» Extrait choisi:
* * *
Le lieu que ces animaux habitent, et auquel ils ont fait donner le nom de Biber-Lache (fosse aux bièvres), est situé sur le bord de la Nuthe, à une demi-lieue environ au-dessus de l’embouchure de cette rivière dans l’Elbe. C’est une contrée déserte, couverte de saules, de sorte que la colonie y trouve les circonstances que nous avons indiquées comme nécessaires à son libre développement : abondance de vivres et repos absolu.

Les castors de Biber-Lache séjournent chaque année moins long-temps dans leurs maisons que les castors canadiens, et c’est peut-être ce qui fait qu’ils les construisent avec moins de recherche. La disposition de la Nuthe, qui serpente dans un pays plat et coule ordinairement à plein lit, les dispense du soin d’élever des digues : aussi ne leur en avait-on jamais vu construire jusqu’en 1822, où la baisse des eaux ayant mis à découvert l’ouverture inférieure des terriers qui constituent leurs habitations d’été, ils construisirent un barrage en profitant d’une sorte de pile naturelle qui venait presque jusqu’à la surface de l’eau.
* * *
» Consignes:
- A) Extrayez du texte sur les castors de Biber-Lache le passage qui va de « Les castors de » jusqu'à « surface de l’eau. ».
- B) Résumez en deux phrases le texte sur les castors de Biber-Lache.
- C) Poursuivez le texte sur les castors de Biber-Lache après sa dernière phrase.

» Lignes extraites:
* * *
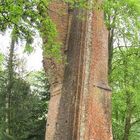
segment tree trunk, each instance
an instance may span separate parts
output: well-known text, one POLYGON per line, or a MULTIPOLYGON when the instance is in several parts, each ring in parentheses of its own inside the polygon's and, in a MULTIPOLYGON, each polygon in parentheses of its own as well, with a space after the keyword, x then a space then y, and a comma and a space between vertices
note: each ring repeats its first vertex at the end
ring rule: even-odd
POLYGON ((12 37, 11 45, 9 48, 9 58, 8 58, 8 80, 7 80, 7 96, 6 96, 6 122, 7 122, 7 130, 6 132, 10 135, 11 134, 11 97, 12 97, 12 88, 13 88, 13 57, 14 57, 14 47, 15 47, 15 40, 12 37))
POLYGON ((57 88, 50 101, 46 140, 112 140, 107 42, 103 12, 75 9, 62 90, 57 88))

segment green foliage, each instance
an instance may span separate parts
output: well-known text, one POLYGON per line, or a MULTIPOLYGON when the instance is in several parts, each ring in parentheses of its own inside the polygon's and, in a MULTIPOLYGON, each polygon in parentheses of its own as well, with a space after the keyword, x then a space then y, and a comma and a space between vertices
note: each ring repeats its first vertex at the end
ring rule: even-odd
MULTIPOLYGON (((5 63, 8 63, 7 60, 9 61, 9 59, 4 60, 5 63)), ((16 65, 16 61, 14 58, 12 73, 9 73, 9 67, 0 71, 0 139, 44 140, 50 98, 48 80, 43 71, 30 74, 28 77, 23 76, 25 73, 17 73, 16 69, 20 65, 16 65), (7 90, 8 73, 13 77, 10 94, 7 90), (27 78, 32 79, 32 82, 27 78), (7 106, 9 97, 10 106, 7 106), (9 111, 10 125, 7 121, 9 111), (10 130, 10 134, 7 130, 10 130)))
POLYGON ((128 114, 131 114, 131 128, 129 138, 136 140, 139 137, 140 127, 140 49, 115 49, 113 71, 111 74, 112 123, 115 140, 123 139, 125 123, 128 114), (129 100, 128 100, 129 99, 129 100))
POLYGON ((43 39, 43 48, 47 57, 61 59, 61 46, 56 40, 56 27, 48 15, 50 2, 51 0, 2 0, 0 30, 5 32, 8 28, 13 29, 12 36, 17 42, 26 41, 25 52, 27 53, 32 52, 31 44, 38 31, 43 39))

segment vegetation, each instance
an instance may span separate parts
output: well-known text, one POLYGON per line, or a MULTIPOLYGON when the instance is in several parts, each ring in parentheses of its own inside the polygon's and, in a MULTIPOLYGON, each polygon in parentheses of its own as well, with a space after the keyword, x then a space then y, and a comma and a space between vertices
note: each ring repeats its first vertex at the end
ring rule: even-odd
MULTIPOLYGON (((71 8, 91 10, 85 1, 64 0, 71 8)), ((15 45, 26 42, 25 52, 39 32, 43 53, 61 61, 61 42, 49 17, 51 0, 1 0, 0 31, 11 31, 7 56, 0 53, 0 139, 43 140, 48 110, 49 82, 44 71, 19 73, 15 45), (24 76, 28 75, 28 76, 24 76)), ((94 3, 95 4, 95 3, 94 3)), ((97 5, 96 5, 97 6, 97 5)), ((109 82, 112 87, 114 140, 140 136, 140 0, 104 0, 109 32, 109 82)), ((24 66, 22 66, 24 67, 24 66)))

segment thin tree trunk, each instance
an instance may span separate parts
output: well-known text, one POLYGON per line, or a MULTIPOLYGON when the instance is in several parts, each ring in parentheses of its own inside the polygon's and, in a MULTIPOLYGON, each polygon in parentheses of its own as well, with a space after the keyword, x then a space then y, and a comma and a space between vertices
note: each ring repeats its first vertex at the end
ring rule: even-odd
POLYGON ((108 35, 108 75, 111 74, 112 71, 112 59, 113 59, 113 37, 114 37, 114 29, 109 31, 108 35))
POLYGON ((11 45, 9 48, 9 55, 8 55, 8 80, 7 80, 7 97, 6 97, 6 121, 8 123, 8 128, 6 132, 10 135, 11 134, 11 96, 12 96, 12 88, 13 88, 13 57, 14 57, 14 47, 15 47, 15 40, 12 37, 11 45))
POLYGON ((131 117, 132 117, 132 97, 127 93, 126 95, 126 117, 125 117, 125 128, 123 140, 129 140, 130 129, 131 129, 131 117))

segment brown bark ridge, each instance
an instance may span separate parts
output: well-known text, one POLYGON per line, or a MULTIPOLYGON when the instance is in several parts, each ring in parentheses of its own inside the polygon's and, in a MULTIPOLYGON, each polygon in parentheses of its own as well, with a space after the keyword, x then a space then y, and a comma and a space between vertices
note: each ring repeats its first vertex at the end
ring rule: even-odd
* * *
» Corrigé:
- A)
Les castors de Biber-Lache séjournent chaque année moins long-temps dans leurs maisons que les castors canadiens, et c’est peut-être ce qui fait qu’ils les construisent avec moins de recherche. La disposition de la Nuthe, qui serpente dans un pays plat et coule ordinairement à plein lit, les dispense du soin d’élever des digues : aussi ne leur en avait-on jamais vu construire jusqu’en 1822, où la baisse des eaux ayant mis à découvert l’ouverture inférieure des terriers qui constituent leurs habitations d’été, ils construisirent un barrage en profitant d’une sorte de pile naturelle qui venait presque jusqu’à la surface de l’eau.

- B) Les castors de Biber-Lache vivent au bord de la Nuthe, à une demi-lieue environ au-dessus de son embouchure dans l'Elbe, dans une contrée déserte couverte de saules où ils trouvent abondance de vivres et repos absolu. Comme la Nuthe coule ordinairement à plein lit, ils n'élevaient pas de digues, jusqu'en 1822 où la baisse des eaux les conduisit à bâtir un barrage en s'appuyant sur une sorte de pile naturelle.

- C)
Ce n’était pas au reste des bièvres de l’ancien continent que je voulais parler ici, mais d’un castor canadien qui avait été pris tout jeune et amené en Europe. On le conservait dans une cage de bois doublée de tôle, garnie en devant de barreaux de fer, et qui, la nuit, se fermait avec une porte à deux battans. Une fois cependant cette précaution fut négligée, et c’était justement dans une nuit très froide, où la neige tombait en abondance, et était poussée par le vent jusqu’au fond de la cage. L’animal était en danger de périr de froid, s’il ne trouvait moyen de se faire un abri. La nécessité réveilla en lui le talent de maçon propre à sa race, mais que, sans doute, il n’avait jamais eu occasion de voir appliquer. L’embarras était de trouver les matériaux pour sa construction : point de bois, point d’argile. Que fit-il donc ? précisément ce que fait l’homme dans les régions glacées : il bâtit avec de la neige, et comme cette neige, fraîchement tombée, n’avait pas la consistance nécessaire pour se soutenir à elle seule en un mur qui devait être mince, il entrelaça à ses barreaux quelques carottes qu’on lui avait données pour sa nourriture, et la neige lui servit à boucher les interstices.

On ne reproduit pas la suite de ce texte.